Thanks for posting all the earlier links and info. I'll definitely be doing more reading and learning.


----------



## Baldbruce (Aug 1, 2011)

Great work Thaniel! I read your posts here and the Bimmer forum with great interest and even greater respect for the effort you are putting in to figure this out. I currently own an E90 series and am considering converting it or an E46 series to EV.(Leaning towards the E46 plan at the moment.)

Any comments on how much alike an ECU replacemnt might be between these two series? I am a power electronics engineer with some amount of programming experience, but much more harware experience. How can I be of assistance in moving this information gathering forward? Better to gather more data or better to build the black box to try to test the implementation out?

P.S. Already have converted older EVs, but the ECU issue is holding me back on doing late model cars....


----------



## Zak650 (Sep 20, 2008)

It seems like the cleanest thing to do would be to replace the circuit board in the ecu with a breadboard and re-attach the input headers if what is needed for spoofing the rest of the car can still fit in the ecu's box.


----------



## McRat (Jul 10, 2012)

OBJECTIVE A:
Answer these questions about the EV conversion thread:
(i) Which BMW series does Baldbruce currently own?
(ii) What is Baldbruce's profession?
(iii) What does Zak650 propose putting in place of the circuit board in the ECU?
OBJECTIVE B: Write what comes next in the EV conversion thread, starting after its last line.
The records are not needed for anything here.

RECORDS SUPPLIED:
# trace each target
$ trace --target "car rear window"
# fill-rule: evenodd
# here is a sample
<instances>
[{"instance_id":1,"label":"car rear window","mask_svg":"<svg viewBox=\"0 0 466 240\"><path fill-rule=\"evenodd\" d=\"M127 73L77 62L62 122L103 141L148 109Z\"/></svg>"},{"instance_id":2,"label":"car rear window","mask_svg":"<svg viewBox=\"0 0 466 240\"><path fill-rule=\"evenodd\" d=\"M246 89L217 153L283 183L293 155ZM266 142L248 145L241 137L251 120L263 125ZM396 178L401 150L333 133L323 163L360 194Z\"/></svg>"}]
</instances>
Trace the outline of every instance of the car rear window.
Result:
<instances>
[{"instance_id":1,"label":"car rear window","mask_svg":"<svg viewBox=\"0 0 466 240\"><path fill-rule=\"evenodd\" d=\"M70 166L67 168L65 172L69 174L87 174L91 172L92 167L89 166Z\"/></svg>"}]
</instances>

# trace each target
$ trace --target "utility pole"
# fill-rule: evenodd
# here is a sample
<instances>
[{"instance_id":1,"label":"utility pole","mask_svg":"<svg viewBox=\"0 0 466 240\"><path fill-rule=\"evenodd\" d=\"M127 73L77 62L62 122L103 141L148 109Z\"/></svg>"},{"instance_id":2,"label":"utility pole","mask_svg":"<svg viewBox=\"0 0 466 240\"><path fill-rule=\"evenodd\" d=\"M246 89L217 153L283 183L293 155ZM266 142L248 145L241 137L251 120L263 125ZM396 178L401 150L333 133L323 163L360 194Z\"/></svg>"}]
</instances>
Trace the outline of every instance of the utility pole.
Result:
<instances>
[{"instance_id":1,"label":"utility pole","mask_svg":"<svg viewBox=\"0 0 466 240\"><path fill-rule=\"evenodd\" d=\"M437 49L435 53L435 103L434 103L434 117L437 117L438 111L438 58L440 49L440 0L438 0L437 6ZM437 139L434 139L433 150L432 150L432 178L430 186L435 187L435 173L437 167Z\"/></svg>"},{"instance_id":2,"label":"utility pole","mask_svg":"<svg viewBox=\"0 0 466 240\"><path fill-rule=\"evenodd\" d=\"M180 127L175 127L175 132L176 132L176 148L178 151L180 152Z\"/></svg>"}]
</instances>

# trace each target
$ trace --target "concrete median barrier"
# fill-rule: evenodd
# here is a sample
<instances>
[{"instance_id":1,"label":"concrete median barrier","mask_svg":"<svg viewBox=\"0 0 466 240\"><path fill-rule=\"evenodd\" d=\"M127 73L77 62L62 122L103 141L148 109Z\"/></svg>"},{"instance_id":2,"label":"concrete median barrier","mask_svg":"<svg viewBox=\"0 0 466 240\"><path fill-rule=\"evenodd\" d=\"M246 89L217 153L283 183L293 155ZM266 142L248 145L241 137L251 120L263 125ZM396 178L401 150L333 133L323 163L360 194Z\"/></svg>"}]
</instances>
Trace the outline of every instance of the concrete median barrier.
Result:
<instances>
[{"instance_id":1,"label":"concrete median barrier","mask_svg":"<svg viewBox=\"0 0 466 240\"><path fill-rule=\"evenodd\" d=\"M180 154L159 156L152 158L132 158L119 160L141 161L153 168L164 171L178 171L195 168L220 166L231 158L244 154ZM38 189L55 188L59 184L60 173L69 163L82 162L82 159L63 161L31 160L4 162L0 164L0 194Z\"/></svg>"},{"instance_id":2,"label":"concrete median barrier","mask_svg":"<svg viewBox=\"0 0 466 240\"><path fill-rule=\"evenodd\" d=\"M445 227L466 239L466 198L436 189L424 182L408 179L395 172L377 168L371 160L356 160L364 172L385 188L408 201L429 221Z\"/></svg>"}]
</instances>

FINAL ANSWER A:
(i) An E90 series.
(ii) Power electronics engineer.
(iii) A breadboard.

FINAL ANSWER B:
Some factory ECM can be heavily reprogrammed to turn off all OBDII testing. I do General Motors only, but I can do some really cool tricks using EFILive (cheap).

That being said...

Why are your worried about emulating?

First, turn the ignition to run ON position, but do not start the car.

Now tow it with somebody in it. Does the speedo, windows, and ABS work?

If so, why emulate it? Just turn the ign to RUN, put a relay on the ign wire to activate the electric motor controller, etc. Leave the ECM, BCM, Speedo, ABS, computers in it. Just remove the motor.

Without the ability to reprogram the ECM, trying to emulate might be harder than you think. It looks at the MAF signal and the EGR (if equipped), and baro pressure, and manifold pressure. If it doesn't agree with the pre-defined tables of operation, it "guesses" at which sensor input is causing it, and throws the appropriate code. ie - It might throw a bad MAF code when you actually have something else amiss.

So why emulate it, if the stuff you need works with power to ECM and no engine running yet? If the speedo comes from the wheel sensors or differential sensor, it usually operates without the engine RPM signal.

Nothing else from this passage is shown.